▶ ACTIVITY:
Nothing in the data may be altered; restate all of it exactly.

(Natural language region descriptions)
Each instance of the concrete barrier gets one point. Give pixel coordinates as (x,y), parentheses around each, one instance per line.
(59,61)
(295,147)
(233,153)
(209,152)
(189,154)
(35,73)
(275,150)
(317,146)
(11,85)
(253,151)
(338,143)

▶ OUTPUT FOR THIS EXERCISE:
Each instance of the concrete barrier gets one point. Give pixel coordinates as (x,y), parentheses around each, one instance per line.
(59,61)
(295,147)
(233,153)
(209,152)
(189,154)
(35,73)
(275,150)
(317,146)
(11,85)
(253,151)
(338,143)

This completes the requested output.